--- SUPPLIED MATERIAL Enclosed Below ---
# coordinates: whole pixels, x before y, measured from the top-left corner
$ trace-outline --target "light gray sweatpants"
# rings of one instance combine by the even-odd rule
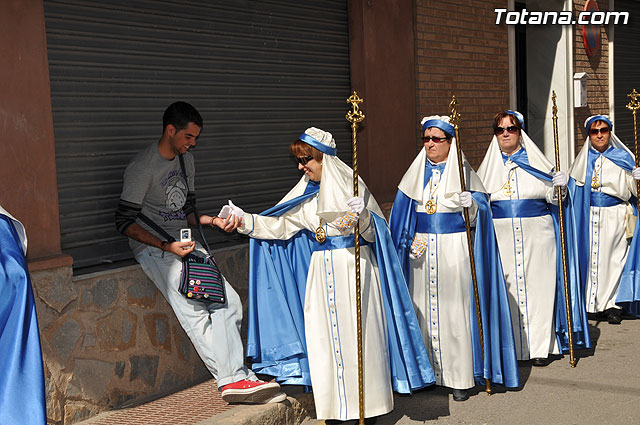
[[[197,244],[197,250],[204,250]],[[200,358],[218,383],[218,388],[243,379],[255,379],[244,365],[240,339],[242,302],[224,279],[227,302],[205,304],[178,292],[182,260],[177,255],[147,246],[136,255],[145,274],[155,283],[185,330]],[[206,254],[205,254],[206,255]]]

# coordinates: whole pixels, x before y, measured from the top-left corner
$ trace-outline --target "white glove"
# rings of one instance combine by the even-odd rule
[[[228,218],[231,215],[237,216],[240,219],[240,222],[244,223],[244,211],[242,211],[242,208],[233,205],[233,202],[229,201],[228,205],[222,207],[218,213],[218,217]]]
[[[633,176],[634,179],[640,180],[640,168],[635,167],[633,171],[631,171],[631,175]]]
[[[638,178],[640,179],[640,174],[638,174]],[[569,178],[567,176],[567,173],[565,173],[564,171],[558,171],[556,173],[553,173],[553,178],[551,179],[551,181],[553,182],[553,187],[565,187],[569,182]]]
[[[231,202],[231,201],[229,201],[229,202]],[[224,207],[222,207],[222,209],[218,213],[218,217],[220,217],[220,218],[227,218],[230,215],[231,215],[231,206],[230,205],[225,205]]]
[[[364,198],[353,197],[347,199],[347,205],[351,209],[351,212],[357,215],[364,210]]]
[[[470,208],[471,204],[473,204],[471,192],[460,192],[460,206],[462,208]]]
[[[244,219],[244,211],[242,211],[242,208],[233,205],[231,201],[229,201],[229,206],[231,207],[231,214],[237,215],[240,219]]]

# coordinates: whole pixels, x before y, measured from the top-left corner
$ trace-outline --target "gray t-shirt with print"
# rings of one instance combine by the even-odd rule
[[[183,158],[188,186],[180,169],[179,158],[176,156],[171,161],[164,159],[158,151],[158,143],[152,143],[127,165],[120,196],[124,201],[140,205],[142,214],[176,240],[180,240],[180,229],[189,227],[182,207],[187,200],[187,193],[195,191],[193,155],[187,152]],[[165,239],[140,219],[136,223],[160,239]],[[147,245],[129,238],[129,246],[137,255]]]

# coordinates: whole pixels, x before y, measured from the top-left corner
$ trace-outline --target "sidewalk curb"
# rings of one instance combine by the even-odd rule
--- End of Enclosed SUPPLIED MATERIAL ---
● **YOUR ASSIGNMENT**: All of the data, minus its pictures, should be repeated exactly.

● **WRITTEN REPLY**:
# coordinates: whole pixels, x before y, measured from the top-left corner
$ trace-outline --target "light gray sweatpants"
# rings of one instance combine by the even-odd rule
[[[197,244],[197,250],[204,250]],[[200,358],[218,383],[218,388],[243,379],[255,379],[244,365],[240,339],[242,302],[224,279],[227,302],[205,304],[178,292],[182,260],[177,255],[147,246],[136,255],[145,274],[155,283],[185,330]],[[206,254],[205,254],[206,255]]]

# coordinates: whole pixels, x before y, measured from the top-left corner
$ trace-outline --target "white glove"
# rings of one instance combine by the even-odd rule
[[[228,218],[231,215],[237,216],[240,219],[240,222],[244,223],[244,211],[242,211],[242,208],[233,205],[233,202],[229,201],[228,205],[222,207],[218,213],[218,217]]]
[[[633,176],[634,179],[640,180],[640,168],[635,167],[633,171],[631,171],[631,175]]]
[[[638,178],[640,179],[640,174],[638,174]],[[569,178],[567,176],[567,173],[565,173],[564,171],[558,171],[556,173],[553,173],[553,178],[551,179],[551,181],[553,182],[553,187],[565,187],[569,182]]]
[[[231,202],[231,201],[229,201],[229,202]],[[224,207],[222,207],[222,209],[218,213],[218,217],[220,217],[220,218],[227,218],[230,215],[231,215],[231,206],[230,205],[225,205]]]
[[[364,198],[353,197],[347,199],[347,205],[351,209],[351,212],[357,215],[364,210]]]
[[[470,208],[471,204],[473,204],[471,192],[460,192],[460,206],[462,208]]]
[[[244,219],[244,211],[242,211],[242,208],[233,205],[231,201],[229,201],[229,206],[231,207],[231,214],[237,215],[240,219]]]

# coordinates: whole pixels, x before y, measured from the top-left corner
$ trace-outline --target "gray t-shirt with print"
# rings of one instance combine by the even-odd rule
[[[183,158],[188,186],[180,169],[179,158],[176,156],[171,161],[164,159],[158,151],[158,143],[152,143],[127,165],[120,196],[124,201],[140,205],[142,214],[176,240],[180,240],[180,229],[189,227],[182,207],[187,200],[187,193],[195,191],[193,155],[187,152]],[[165,239],[140,219],[136,223],[160,239]],[[147,245],[129,238],[129,246],[137,255]]]

# coordinates: whole pixels, x before y, measured from the top-left corner
$ trace-outline --target "sidewalk curb"
# rings of one instance combine by the even-odd rule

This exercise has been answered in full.